• Exercise aim
Pick out every line in the listing below that contains the word "white". Case counts.

• Extracted records
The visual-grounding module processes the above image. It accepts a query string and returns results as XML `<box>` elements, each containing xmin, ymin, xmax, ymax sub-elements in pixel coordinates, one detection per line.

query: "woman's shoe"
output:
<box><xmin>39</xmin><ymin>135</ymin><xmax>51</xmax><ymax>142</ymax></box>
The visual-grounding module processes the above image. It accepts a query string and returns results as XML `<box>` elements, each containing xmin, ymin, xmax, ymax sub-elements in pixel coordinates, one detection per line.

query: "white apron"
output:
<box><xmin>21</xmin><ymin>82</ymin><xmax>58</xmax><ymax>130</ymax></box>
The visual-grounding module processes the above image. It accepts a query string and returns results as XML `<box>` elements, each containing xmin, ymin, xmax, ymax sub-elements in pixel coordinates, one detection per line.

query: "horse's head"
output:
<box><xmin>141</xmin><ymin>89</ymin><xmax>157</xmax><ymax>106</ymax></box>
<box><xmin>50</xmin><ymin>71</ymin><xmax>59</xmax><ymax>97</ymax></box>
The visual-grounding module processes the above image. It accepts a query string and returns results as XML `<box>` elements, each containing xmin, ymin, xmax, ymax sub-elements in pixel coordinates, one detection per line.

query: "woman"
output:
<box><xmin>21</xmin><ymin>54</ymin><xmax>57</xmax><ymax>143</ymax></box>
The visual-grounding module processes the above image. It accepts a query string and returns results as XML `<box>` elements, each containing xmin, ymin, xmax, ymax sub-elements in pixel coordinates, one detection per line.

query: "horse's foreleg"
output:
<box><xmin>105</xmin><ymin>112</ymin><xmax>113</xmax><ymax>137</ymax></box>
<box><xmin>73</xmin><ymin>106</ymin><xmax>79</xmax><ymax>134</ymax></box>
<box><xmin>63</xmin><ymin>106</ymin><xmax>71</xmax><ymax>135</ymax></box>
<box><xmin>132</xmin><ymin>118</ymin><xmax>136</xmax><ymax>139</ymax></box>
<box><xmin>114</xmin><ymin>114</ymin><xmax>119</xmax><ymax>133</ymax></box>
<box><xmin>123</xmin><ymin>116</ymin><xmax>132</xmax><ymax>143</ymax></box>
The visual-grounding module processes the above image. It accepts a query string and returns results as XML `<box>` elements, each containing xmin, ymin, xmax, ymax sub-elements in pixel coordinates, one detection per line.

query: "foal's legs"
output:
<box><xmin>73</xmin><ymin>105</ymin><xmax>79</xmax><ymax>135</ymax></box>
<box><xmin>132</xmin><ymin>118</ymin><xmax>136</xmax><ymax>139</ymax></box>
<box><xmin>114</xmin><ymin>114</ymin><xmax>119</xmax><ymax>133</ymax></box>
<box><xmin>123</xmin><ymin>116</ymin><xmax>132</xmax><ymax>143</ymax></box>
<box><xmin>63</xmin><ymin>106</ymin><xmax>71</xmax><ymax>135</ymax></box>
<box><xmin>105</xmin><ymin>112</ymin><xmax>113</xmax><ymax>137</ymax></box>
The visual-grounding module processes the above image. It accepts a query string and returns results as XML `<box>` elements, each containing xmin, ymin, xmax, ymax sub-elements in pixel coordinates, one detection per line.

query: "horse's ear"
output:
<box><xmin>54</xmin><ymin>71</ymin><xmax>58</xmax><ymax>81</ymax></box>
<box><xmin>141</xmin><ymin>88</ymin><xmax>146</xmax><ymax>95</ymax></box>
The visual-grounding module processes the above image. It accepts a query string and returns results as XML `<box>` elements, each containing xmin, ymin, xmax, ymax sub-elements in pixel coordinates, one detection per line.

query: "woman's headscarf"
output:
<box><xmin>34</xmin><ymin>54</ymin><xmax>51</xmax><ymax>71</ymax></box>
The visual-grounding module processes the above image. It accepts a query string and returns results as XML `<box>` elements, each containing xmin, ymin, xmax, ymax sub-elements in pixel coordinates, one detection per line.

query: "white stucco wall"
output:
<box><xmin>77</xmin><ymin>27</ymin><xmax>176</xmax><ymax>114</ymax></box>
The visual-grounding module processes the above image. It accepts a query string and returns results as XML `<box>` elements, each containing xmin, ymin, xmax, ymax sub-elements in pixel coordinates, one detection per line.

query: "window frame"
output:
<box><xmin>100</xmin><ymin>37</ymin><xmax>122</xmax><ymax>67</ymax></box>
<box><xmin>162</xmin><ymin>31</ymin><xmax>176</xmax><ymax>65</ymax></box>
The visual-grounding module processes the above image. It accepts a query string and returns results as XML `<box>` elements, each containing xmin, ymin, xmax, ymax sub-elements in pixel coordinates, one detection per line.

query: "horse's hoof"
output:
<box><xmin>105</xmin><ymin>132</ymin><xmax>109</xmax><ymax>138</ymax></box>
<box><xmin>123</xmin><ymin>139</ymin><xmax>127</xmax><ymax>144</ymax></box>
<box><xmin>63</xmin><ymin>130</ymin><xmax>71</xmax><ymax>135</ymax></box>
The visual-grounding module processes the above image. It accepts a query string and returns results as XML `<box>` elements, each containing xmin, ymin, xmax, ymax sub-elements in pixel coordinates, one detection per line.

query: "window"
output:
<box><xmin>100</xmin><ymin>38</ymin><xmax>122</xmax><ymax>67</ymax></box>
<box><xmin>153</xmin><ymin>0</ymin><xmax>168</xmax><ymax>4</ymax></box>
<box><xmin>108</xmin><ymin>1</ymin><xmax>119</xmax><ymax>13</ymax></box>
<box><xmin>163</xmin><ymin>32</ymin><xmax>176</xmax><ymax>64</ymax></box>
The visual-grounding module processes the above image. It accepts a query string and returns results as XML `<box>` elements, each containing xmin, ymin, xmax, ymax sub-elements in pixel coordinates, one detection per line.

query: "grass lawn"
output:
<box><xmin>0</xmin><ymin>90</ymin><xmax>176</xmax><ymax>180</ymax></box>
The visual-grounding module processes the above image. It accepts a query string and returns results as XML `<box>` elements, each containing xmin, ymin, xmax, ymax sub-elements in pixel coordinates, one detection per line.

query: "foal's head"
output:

• Completed task
query: "white apron"
query: "white stucco wall"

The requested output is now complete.